=== Begin Enclosure ===

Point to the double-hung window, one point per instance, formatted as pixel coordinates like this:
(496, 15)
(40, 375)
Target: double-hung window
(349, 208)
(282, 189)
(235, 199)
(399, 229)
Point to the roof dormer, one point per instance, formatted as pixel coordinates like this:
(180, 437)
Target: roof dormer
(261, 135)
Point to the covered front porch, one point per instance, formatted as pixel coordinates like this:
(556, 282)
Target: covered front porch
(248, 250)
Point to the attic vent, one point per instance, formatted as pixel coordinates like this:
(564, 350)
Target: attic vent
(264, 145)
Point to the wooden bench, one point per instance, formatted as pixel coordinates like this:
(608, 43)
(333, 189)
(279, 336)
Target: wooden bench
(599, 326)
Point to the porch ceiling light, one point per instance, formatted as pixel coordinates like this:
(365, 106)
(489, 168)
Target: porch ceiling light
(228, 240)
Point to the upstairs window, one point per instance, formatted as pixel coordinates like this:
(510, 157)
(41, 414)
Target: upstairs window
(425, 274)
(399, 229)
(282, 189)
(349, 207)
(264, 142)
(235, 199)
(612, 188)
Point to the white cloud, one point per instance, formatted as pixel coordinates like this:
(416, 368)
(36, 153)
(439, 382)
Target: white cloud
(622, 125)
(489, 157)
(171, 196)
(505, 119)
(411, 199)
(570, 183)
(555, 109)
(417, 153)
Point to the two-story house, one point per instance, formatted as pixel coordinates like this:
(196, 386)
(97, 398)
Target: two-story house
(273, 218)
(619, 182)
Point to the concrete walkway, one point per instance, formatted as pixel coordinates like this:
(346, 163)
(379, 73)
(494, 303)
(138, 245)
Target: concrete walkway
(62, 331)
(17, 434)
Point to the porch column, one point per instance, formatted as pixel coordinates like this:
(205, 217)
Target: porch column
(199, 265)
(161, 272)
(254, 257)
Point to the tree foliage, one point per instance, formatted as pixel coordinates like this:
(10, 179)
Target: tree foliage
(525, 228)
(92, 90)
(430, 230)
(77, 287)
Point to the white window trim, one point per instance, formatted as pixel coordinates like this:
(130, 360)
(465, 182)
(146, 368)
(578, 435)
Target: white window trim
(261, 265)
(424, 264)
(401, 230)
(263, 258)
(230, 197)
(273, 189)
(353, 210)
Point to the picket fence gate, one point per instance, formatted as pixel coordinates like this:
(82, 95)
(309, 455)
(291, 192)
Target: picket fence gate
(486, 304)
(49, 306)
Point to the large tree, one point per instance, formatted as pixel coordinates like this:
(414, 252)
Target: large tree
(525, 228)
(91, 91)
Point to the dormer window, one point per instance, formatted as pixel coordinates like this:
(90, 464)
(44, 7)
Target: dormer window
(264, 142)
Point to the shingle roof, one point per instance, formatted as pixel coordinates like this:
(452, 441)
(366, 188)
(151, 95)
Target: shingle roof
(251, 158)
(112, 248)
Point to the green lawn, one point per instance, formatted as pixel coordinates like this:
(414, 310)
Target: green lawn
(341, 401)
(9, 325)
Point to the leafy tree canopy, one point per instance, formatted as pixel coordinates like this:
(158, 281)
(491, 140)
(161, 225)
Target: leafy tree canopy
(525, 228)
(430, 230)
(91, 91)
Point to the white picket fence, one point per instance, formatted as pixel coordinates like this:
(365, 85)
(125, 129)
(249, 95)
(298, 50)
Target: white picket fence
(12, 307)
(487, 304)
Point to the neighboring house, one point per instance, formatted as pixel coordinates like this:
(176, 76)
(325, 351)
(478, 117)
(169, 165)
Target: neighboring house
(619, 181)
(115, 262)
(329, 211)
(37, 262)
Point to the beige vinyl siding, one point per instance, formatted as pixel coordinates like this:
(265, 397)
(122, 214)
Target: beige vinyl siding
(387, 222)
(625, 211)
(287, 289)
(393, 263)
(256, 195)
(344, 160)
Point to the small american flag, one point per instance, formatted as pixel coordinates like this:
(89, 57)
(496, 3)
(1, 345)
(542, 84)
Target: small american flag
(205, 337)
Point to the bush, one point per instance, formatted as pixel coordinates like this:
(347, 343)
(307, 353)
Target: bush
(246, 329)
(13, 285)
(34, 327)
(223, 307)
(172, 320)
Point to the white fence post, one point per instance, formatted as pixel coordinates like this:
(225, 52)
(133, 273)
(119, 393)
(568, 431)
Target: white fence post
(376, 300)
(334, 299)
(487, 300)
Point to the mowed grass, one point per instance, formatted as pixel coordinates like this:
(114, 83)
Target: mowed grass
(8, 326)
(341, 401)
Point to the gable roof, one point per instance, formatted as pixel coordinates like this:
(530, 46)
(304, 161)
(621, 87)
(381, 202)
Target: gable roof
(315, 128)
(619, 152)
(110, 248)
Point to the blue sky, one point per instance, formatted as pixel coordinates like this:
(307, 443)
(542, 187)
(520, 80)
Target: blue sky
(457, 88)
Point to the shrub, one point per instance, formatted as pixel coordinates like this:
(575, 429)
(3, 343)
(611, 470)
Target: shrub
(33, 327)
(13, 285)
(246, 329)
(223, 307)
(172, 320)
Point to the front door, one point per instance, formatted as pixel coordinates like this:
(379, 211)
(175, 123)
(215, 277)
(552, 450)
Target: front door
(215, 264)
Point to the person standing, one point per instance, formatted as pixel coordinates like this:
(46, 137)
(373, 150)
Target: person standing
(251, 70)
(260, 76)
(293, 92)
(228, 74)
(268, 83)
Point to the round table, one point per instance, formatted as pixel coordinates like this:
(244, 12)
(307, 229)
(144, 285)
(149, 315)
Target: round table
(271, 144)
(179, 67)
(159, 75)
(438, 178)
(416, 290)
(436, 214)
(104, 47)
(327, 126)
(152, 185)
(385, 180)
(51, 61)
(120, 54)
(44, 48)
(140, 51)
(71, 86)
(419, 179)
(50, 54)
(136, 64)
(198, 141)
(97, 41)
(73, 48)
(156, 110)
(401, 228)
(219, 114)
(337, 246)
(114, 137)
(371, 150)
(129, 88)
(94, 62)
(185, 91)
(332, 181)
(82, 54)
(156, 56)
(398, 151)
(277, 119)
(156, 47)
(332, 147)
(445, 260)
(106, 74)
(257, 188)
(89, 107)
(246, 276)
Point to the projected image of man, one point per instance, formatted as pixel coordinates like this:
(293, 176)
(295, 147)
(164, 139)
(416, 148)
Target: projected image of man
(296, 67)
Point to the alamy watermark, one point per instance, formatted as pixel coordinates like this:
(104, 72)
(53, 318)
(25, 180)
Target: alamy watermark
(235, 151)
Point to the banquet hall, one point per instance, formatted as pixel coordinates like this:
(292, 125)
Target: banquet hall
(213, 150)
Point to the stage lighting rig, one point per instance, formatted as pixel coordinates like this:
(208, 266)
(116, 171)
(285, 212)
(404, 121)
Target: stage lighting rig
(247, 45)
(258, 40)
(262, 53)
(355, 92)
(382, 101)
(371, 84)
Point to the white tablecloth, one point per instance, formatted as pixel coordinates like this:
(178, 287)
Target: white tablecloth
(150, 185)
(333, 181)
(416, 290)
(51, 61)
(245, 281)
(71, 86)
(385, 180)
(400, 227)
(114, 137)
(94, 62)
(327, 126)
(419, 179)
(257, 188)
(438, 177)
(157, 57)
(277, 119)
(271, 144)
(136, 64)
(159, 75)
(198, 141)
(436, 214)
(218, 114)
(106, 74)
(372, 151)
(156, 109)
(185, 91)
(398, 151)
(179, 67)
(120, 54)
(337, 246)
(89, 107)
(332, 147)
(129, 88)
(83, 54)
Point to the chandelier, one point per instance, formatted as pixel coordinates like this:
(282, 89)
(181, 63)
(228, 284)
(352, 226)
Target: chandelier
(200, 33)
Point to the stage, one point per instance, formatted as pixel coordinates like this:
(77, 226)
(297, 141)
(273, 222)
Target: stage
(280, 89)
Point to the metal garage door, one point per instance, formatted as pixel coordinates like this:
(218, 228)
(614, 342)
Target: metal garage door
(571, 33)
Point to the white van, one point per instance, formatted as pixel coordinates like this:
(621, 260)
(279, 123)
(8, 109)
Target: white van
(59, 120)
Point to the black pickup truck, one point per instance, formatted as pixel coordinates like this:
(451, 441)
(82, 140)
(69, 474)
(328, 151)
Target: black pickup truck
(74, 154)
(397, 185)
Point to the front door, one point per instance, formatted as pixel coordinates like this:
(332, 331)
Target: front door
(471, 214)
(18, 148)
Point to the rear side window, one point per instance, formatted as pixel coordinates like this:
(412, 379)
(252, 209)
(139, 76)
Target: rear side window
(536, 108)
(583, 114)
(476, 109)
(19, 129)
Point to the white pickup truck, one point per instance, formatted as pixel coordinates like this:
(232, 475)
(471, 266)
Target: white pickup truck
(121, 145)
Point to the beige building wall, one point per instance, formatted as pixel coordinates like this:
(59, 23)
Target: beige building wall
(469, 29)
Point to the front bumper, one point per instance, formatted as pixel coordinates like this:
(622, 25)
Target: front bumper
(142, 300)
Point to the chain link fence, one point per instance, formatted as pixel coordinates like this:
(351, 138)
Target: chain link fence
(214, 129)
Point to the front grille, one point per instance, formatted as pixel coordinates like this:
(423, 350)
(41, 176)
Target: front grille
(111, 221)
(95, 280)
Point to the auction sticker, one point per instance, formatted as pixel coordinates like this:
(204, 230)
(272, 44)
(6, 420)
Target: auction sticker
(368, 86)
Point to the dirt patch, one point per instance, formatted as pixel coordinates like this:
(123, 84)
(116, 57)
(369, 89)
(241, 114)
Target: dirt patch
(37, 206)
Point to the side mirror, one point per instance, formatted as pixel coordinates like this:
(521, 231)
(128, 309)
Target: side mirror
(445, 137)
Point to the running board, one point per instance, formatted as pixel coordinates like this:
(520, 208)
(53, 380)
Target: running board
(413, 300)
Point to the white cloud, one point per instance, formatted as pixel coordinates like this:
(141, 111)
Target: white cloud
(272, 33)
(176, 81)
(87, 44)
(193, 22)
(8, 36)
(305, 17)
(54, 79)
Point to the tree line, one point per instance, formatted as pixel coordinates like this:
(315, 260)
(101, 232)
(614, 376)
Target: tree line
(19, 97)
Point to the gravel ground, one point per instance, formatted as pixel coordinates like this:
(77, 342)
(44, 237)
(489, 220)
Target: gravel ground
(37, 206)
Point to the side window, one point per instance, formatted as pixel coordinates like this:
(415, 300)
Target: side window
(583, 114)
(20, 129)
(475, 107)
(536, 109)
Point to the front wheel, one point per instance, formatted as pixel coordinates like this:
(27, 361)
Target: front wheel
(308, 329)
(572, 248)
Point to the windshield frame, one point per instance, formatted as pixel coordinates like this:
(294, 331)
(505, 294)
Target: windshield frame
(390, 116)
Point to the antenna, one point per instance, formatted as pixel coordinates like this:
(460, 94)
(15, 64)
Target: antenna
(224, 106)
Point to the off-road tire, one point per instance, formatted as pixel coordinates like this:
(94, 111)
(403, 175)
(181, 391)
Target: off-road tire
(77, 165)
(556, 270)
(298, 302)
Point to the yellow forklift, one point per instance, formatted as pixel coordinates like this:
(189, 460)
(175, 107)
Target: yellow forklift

=== End Enclosure ===

Return, from the data, each line where the string "forklift" occurs.

## Exercise output
Point to the yellow forklift, one point per instance, formatted as pixel coordinates like this:
Target: yellow forklift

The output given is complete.